Document extract
# Help picking a decent wine for X-mas dinner



## mind_business (Sep 24, 2011)

Not being a big wine drinker, I could use some advice selecting a couple of decent bottles. We're invited to a friend's place for X-mas dinner, and I'd like to bring the wine. It will be the traditional turkey dinner. 

I'm looking preferably for a Canadian wine, easily available in SW Ontario. Preferably under $30 per bottle. Also, we have a decent LBS close by.

Any suggestions?


----------



## AMABILE (Apr 3, 2009)

white wine for turkey dinner
any "PINOT GRIGIO" should do


----------



## the-royal-mail (Dec 11, 2009)

What's "X-mas"?


----------



## Eder (Feb 16, 2011)

Hmmm...I might be the only one that likes a nice Zin with turkey?(and after dessert haha) I dont think theres good value in any decent Canadian wine. I would grab a St Francis "Old Vine Zinfandel" at a better wine outlet for around $35-40. Its Sonoma but when it comes to good wine there are no borders!


----------



## mind_business (Sep 24, 2011)

Source data
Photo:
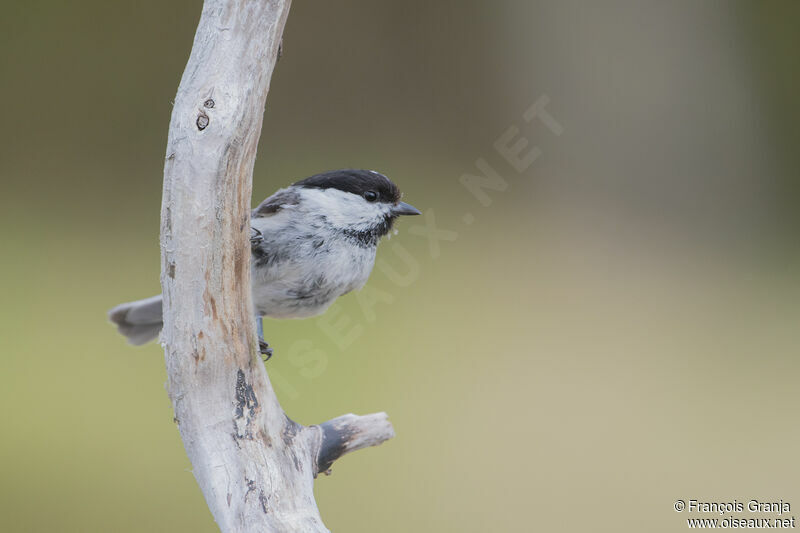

What to work on
Copy the wine-advice thread above from "Not being a" up to and including "Any suggestions?", switching "turkey" to "ham" each time it occurs.

Correct result
Not being a big wine drinker, I could use some advice selecting a couple of decent bottles. We're invited to a friend's place for X-mas dinner, and I'd like to bring the wine. It will be the traditional ham dinner. 

I'm looking preferably for a Canadian wine, easily available in SW Ontario. Preferably under $30 per bottle. Also, we have a decent LBS close by.

Any suggestions?